DOCUMENT:
--- --- ---
Restraint Issues
Employment Contracts and Restraint of Trade
Restraint of trade clauses are commonly found in employment contracts and in contracts for the sale of a business. The practical effect of a restraint of trade covenant is to restrain competition. Employment contracts are subject to particular scrutiny under the doctrine. In contrast to restraints on the seller of a business, employees are usually more vulnerable and have not usually received a capital sum as part of the price of the restriction.
There may be restrictions on soliciting former customers or poaching employees. There may be obligations to keep certain information secret. There may be an outright prohibition against setting up in a particular area, within a particular time in competition with the other party. Each of these restrictions is potentially subject to the restraint of trade doctrine.
Attempts by employers to restrain former employees from competing on the basis of restrictive clauses in their employment contracts are commonly challenged by the claimed invalidation of the clause under the restraint of trade doctrine. The restraint of competition is not a legitimate purpose in itself and is invalid under common law and competition legislation.
Legitimate Interests of Employer I
The employer may succeed in enforcing such clauses, provided that he has a clearly defined legitimate interest, which is protected by a reasonable clause, narrowly tailored to protect that interest. The employer may not restrain the employee from exercising the skills of his trade or profession. The distinction may not be easy to draw.
In the case of an employer-employee relationship, the employer’s legitimate interests are limited to protecting what is recognised as his property. This comprises trade secrets and may include certain confidential information.
Reasonableness is gauged by reference to the employer’s legitimate interest. In most cases, the reasonableness as between the parties is the almost exclusive ground. Exceptionally, the public interest will be a factor, such as where a particular restriction is critical to an industry or national interest.
Legitimate Interests of Employer II
In the context of employment, the employer has a legitimate interest in protecting trade secrets and certain other confidential information, which falls short of being trade secrets. This may, in some cases, include customer lists. He also has an interest in the employee’s obligations of good faith and loyalty in the course of employment.
Trade secrets need not be complex. They must, however, reflect a certain investment on the part of the employer, which justifies it being treated as being in the nature of property.
Where the information is not a specific trade secret, it may be restrained if it is derived from a breach of the employee’s implied duty of loyalty and fidelity to the employer. These cases typically involve copying of lists and other sensitive documents, while the employment relationship subsisted.
Where the confidential information is not a trade secret and does not fall into the above categories, then, it appears that even an express covenant may not protect it.
--- --- ---
TASK REQUIREMENTS:
(A) In the restraint of trade text, rewrite the passage that begins at the words "Restraint Issues" and stops after "to the restraint of trade doctrine.", putting "company" in place of "business".
(B) Answer these questions from the restraint of trade text:
(i) Unlike the seller of a business, what have employees usually not received?
(ii) In an employer-employee relationship, what are the employer's legitimate interests limited to protecting?
(iii) What must trade secrets reflect on the part of the employer?
(C) Continue the text on restraint of trade in employment contracts after its last sentence.

DATA ROWS:
--- --- ---
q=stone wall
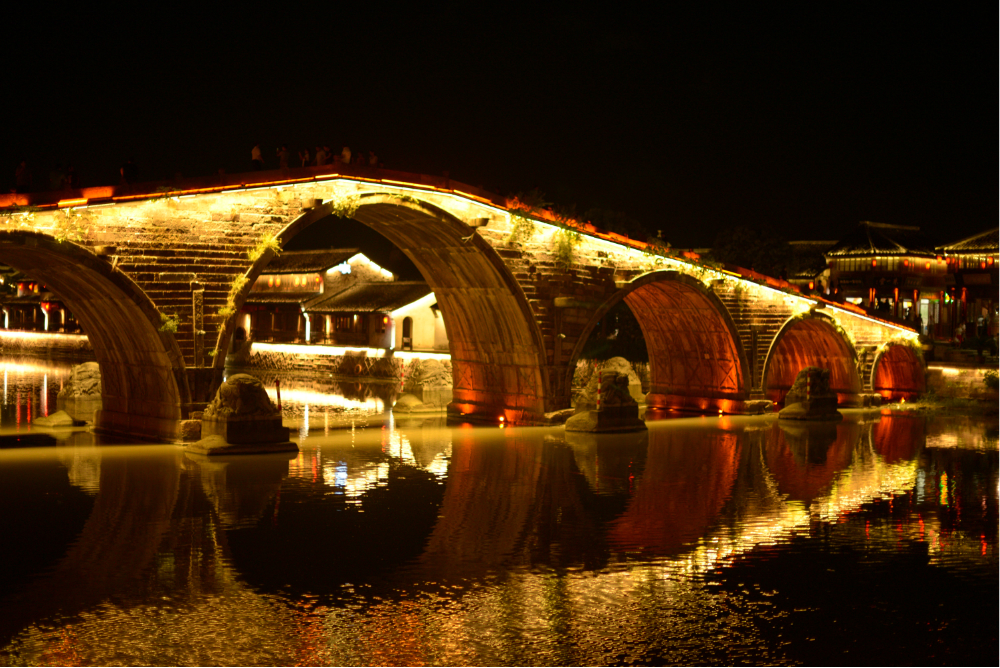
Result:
[0,330,94,361]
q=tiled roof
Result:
[247,292,317,304]
[261,248,358,274]
[938,229,1000,254]
[826,221,935,257]
[307,281,431,313]
[787,240,837,280]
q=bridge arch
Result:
[763,311,862,406]
[0,231,189,440]
[564,271,750,413]
[229,193,552,424]
[871,341,927,401]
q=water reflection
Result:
[0,384,998,665]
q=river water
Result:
[0,360,1000,665]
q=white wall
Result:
[392,292,448,350]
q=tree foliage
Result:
[712,226,792,277]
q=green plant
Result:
[160,313,181,334]
[247,234,281,262]
[388,193,421,204]
[505,213,535,246]
[552,229,582,269]
[983,369,1000,390]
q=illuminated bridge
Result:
[0,166,924,439]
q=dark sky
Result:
[2,3,998,246]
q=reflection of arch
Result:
[872,341,927,401]
[763,313,861,405]
[564,271,750,412]
[0,232,189,439]
[608,429,742,555]
[231,193,550,423]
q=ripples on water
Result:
[0,358,998,665]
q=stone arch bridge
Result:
[0,167,924,439]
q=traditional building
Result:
[824,221,950,334]
[236,249,448,352]
[937,229,1000,337]
[0,270,80,332]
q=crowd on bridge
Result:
[9,143,384,193]
[250,144,382,171]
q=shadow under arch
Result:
[0,231,189,440]
[227,193,552,424]
[871,341,927,401]
[563,271,750,413]
[762,311,862,406]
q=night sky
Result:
[2,3,998,246]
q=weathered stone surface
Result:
[202,373,281,420]
[58,362,101,399]
[0,168,922,438]
[575,357,645,411]
[397,360,453,410]
[566,403,646,432]
[31,411,86,429]
[785,366,837,406]
[178,420,201,443]
[778,366,844,421]
[186,373,298,455]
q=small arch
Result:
[763,311,862,406]
[0,232,190,440]
[564,271,750,413]
[871,341,927,401]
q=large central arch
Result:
[247,193,550,424]
[566,271,750,413]
[0,232,188,440]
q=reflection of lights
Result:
[253,341,385,357]
[299,404,309,441]
[0,331,87,342]
[392,350,451,360]
[267,388,385,416]
[624,448,917,577]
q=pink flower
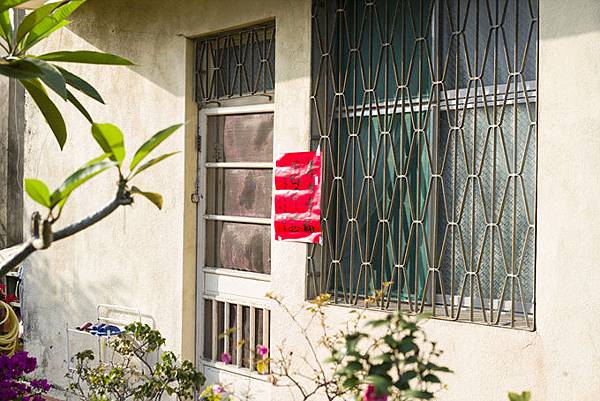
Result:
--- --- ---
TASK RESPONSES:
(A)
Restraint Issues
Employment Contracts and Restraint of Trade
Restraint of trade clauses are commonly found in employment contracts and in contracts for the sale of a company. The practical effect of a restraint of trade covenant is to restrain competition. Employment contracts are subject to particular scrutiny under the doctrine. In contrast to restraints on the seller of a company, employees are usually more vulnerable and have not usually received a capital sum as part of the price of the restriction.
There may be restrictions on soliciting former customers or poaching employees. There may be obligations to keep certain information secret. There may be an outright prohibition against setting up in a particular area, within a particular time in competition with the other party. Each of these restrictions is potentially subject to the restraint of trade doctrine.

(B)
(i) A capital sum as part of the price of the restriction.
(ii) What is recognised as the employer's property: trade secrets and possibly certain confidential information.
(iii) A certain investment, which justifies treating them as being in the nature of property.

(C)
The employer may have a legitimate interest in his trade connection. In some cases, but not generally, the trade connection may have elements of protectable confidential information.
However, it is not legitimate in itself that the employer restrains an employee from competing. The employer may be able to protect against the employee competing with him, to the extent that it is a by-product of the protection of some other legitimate interest or is traced to a breach of duty while an employee.
Partnerships
Restraint of trade provisions may be found in partnership agreements. A partnership may have elements of a business and an employment like relationship.
Where the partner is a salaried partner, he is an employee in substance and is treated as such for the purpose of the doctrine. Where he is, in fact, a partner, the principles applicable to the sale of a business may be operative, particularly if he receives valuable consideration for the restriction.
Partners owe each other a duty of good faith. They may have a legitimate interest in protecting partnership assets and interests which requires a more particular expression of their duty of good faith. This may be effected by contractual restraints on competing with the partnership business.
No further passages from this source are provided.